━━━━━ Material shown ━━━━━
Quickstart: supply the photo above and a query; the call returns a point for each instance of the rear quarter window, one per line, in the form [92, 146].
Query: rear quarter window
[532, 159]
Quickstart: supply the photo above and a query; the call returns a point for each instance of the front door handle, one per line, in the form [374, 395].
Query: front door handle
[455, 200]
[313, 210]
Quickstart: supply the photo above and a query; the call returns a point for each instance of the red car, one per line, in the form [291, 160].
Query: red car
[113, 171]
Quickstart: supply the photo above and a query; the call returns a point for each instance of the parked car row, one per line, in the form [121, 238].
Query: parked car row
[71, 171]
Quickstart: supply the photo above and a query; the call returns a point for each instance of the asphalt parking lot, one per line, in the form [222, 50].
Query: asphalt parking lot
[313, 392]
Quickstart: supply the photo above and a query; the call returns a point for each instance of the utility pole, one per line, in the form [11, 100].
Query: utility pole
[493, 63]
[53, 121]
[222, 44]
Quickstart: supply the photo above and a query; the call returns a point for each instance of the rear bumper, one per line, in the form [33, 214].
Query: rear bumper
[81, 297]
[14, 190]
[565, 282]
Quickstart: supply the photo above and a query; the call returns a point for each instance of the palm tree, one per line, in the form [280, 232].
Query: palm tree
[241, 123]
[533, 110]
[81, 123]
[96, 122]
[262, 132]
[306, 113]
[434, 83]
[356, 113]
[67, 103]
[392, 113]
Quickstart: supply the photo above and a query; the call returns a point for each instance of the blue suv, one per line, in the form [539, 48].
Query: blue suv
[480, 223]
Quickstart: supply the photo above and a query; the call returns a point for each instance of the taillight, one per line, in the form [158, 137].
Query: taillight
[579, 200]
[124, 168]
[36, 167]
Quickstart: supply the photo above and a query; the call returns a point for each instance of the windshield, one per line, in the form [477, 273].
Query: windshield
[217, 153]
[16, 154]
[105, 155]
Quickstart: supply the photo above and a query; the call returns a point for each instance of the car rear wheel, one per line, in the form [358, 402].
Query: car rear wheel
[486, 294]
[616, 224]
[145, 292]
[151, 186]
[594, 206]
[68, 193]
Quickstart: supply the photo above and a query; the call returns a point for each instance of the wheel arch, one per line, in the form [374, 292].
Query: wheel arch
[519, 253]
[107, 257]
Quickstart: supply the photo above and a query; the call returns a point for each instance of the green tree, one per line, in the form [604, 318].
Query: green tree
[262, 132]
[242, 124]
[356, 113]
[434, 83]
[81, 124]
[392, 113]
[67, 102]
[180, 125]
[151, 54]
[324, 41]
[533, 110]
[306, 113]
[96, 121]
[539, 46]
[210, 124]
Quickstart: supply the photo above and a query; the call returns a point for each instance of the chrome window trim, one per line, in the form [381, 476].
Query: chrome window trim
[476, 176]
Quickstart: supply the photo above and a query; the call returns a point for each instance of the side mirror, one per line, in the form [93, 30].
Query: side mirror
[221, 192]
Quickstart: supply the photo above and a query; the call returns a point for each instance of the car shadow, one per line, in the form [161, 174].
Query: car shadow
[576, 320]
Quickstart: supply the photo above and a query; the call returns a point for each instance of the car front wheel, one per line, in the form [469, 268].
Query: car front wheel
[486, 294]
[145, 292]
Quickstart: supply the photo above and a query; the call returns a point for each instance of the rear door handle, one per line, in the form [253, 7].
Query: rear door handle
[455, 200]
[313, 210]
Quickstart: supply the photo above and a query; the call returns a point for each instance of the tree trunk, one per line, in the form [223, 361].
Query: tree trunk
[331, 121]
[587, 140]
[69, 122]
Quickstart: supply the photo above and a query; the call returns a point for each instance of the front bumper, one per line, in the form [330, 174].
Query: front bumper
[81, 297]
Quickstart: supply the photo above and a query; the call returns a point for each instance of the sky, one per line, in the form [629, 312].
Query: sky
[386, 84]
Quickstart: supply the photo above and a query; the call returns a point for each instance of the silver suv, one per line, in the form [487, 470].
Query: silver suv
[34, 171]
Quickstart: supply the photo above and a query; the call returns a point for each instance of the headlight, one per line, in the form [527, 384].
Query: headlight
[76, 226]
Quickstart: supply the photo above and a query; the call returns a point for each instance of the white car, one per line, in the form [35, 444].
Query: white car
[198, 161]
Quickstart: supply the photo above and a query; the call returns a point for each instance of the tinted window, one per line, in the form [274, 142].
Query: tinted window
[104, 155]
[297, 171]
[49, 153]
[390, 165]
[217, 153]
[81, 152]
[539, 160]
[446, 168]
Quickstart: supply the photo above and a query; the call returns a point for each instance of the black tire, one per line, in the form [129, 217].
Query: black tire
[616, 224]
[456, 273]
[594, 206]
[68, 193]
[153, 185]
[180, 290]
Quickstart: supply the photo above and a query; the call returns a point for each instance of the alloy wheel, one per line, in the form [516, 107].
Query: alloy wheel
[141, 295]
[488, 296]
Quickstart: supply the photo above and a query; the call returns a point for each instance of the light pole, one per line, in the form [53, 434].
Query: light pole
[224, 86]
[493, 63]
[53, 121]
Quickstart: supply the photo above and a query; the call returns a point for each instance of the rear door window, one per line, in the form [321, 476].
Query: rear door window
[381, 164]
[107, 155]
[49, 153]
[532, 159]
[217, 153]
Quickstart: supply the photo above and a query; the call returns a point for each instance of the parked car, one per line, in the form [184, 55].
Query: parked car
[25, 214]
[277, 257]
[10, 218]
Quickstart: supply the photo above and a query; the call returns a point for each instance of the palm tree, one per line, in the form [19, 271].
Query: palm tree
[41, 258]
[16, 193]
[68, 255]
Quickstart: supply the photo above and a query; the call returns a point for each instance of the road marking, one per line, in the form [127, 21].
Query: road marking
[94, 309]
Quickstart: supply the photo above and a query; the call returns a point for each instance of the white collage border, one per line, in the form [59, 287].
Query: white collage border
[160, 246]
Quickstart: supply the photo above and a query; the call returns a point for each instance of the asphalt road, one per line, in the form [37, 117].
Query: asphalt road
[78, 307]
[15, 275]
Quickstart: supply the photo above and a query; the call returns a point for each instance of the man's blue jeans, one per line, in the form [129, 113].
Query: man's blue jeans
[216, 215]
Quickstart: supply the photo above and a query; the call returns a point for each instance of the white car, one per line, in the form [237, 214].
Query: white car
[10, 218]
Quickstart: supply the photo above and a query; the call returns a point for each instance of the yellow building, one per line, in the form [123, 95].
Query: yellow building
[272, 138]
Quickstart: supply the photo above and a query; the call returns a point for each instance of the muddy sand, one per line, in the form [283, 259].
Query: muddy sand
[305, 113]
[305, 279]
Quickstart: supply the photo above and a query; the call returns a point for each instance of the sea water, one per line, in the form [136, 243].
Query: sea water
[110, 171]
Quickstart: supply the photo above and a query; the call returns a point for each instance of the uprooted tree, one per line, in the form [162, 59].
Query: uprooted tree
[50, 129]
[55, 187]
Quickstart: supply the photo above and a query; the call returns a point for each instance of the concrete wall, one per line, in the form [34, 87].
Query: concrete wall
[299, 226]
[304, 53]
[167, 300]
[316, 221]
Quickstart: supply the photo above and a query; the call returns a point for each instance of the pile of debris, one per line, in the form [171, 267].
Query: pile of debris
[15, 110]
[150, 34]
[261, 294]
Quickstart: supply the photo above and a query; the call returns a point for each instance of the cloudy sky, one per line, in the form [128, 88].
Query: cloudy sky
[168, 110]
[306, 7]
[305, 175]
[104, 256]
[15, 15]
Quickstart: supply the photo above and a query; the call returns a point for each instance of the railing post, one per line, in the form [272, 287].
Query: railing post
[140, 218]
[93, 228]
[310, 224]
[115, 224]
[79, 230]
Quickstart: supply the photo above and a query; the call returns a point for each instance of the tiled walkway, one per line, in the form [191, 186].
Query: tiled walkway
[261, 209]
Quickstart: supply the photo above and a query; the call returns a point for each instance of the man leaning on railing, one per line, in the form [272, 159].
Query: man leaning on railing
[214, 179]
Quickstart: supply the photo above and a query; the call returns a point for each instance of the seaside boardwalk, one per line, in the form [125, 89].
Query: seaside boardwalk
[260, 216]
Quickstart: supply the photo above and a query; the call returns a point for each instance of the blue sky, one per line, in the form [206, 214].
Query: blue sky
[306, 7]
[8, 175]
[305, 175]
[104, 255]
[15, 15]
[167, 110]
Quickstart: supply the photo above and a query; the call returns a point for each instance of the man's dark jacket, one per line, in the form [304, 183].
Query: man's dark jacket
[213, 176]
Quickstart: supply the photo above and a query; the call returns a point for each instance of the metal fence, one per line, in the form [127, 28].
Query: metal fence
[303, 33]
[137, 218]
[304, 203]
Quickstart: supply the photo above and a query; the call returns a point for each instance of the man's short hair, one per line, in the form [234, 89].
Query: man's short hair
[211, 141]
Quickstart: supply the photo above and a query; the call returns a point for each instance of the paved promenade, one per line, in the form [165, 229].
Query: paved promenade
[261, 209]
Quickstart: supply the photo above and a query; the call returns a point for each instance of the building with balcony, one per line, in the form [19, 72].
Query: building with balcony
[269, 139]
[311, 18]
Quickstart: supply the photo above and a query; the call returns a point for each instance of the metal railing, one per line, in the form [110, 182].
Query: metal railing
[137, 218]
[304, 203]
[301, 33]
━━━━━
#### What the exercise asks
Using the entries above, quote each line verbatim from the first through the line that contains "form [158, 137].".

#### Exercise response
Quickstart: supply the photo above and a query; the call returns a point for each instance of the rear quarter window, one per line, in the form [92, 146].
Query: rear quarter window
[532, 159]
Quickstart: supply the photo above and a query; the call returns a point for each instance of the front door handle, one per line, in the form [374, 395].
Query: front door handle
[455, 200]
[313, 210]
Quickstart: supply the photo above and a query; the call returns a point for each instance of the red car, one per line, in the form [291, 160].
Query: red car
[113, 171]
Quickstart: supply the photo above and a query; the call returns a point for each instance of the parked car row, one per line, in the form [121, 238].
Query: parked car row
[71, 171]
Quickstart: supply the photo above and a query; the call returns a point for each instance of the asphalt parking lot, one per line, in the form [222, 50].
Query: asphalt parking lot
[313, 392]
Quickstart: supply the photo above and a query; the call returns a point for each instance of the utility pole, one per line, in the form [11, 100].
Query: utility pole
[493, 63]
[53, 121]
[222, 44]
Quickstart: supply the photo above and a query; the call returns a point for each instance of the rear bumper, one per line, in the form [33, 214].
Query: rear bumper
[81, 297]
[14, 190]
[565, 282]
Quickstart: supply the photo above and a query; the call returns a point for each instance of the palm tree, one per line, in the form [280, 232].
Query: palm tree
[241, 123]
[533, 110]
[81, 123]
[96, 122]
[262, 132]
[306, 113]
[434, 83]
[356, 113]
[67, 103]
[392, 113]
Quickstart: supply the photo above and a query; the call returns a point for each instance of the blue suv, one per line, in the form [539, 48].
Query: blue suv
[480, 223]
Quickstart: supply the photo above and a query; the call returns a point for each instance of the taillight, one per line, in the form [158, 137].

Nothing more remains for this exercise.